To be done: Please write out exactly the lines that begin at the line containing "A single point falls on each instance of the hand, written" and run to the end of the records.

Provided material:
- - -
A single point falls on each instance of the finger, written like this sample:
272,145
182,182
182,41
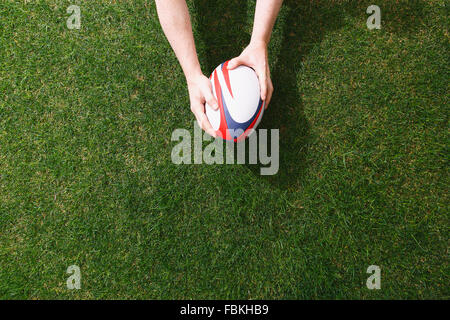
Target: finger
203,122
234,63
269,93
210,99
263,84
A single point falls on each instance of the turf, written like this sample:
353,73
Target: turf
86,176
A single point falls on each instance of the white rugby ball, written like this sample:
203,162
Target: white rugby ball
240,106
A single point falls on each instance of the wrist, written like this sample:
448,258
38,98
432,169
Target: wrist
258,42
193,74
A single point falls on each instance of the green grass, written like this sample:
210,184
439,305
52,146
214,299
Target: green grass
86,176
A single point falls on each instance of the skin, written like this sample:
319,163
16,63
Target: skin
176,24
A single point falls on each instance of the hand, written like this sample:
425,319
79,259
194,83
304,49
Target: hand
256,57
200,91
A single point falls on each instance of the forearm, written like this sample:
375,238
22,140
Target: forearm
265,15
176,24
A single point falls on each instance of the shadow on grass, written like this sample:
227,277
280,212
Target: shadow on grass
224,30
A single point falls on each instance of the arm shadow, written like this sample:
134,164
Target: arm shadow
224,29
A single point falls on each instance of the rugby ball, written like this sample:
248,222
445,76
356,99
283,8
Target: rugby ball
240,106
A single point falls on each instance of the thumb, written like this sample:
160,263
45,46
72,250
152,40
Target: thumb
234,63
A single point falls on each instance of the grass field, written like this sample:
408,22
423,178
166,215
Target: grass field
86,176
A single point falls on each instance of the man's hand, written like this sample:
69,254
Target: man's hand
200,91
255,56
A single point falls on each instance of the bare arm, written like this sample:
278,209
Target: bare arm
- - -
Output:
A single point falls on each instance of the hand, written like this sample:
425,319
79,259
194,83
304,49
Target: hand
256,57
200,91
A single point falls on each instance of the forearm, written like this sample:
375,238
22,140
Target: forearm
265,15
176,24
A single point falls on each instance of the shadow on grass, written like this sample:
227,277
280,212
Target: shadow on grass
224,30
A single point falls on each instance of the arm shadow, written like this sample:
134,164
Target: arm shadow
224,29
A single point falls on each instance of the rugby ball, written like this sample:
248,222
445,76
356,99
283,8
Target: rugby ball
240,106
A single point falls on each instance of the thumb, written like this sample:
160,263
45,46
72,250
152,40
Target: thumb
234,63
A single point falls on each instance of the grass field, written like this sample:
408,22
423,178
166,215
Target: grass field
86,176
A single point falls on each instance of the man's hand, written like this sample:
69,254
Target: man's hand
200,91
255,56
A single point falls on each instance of the bare arm, written like this sample:
278,209
Target: bare arm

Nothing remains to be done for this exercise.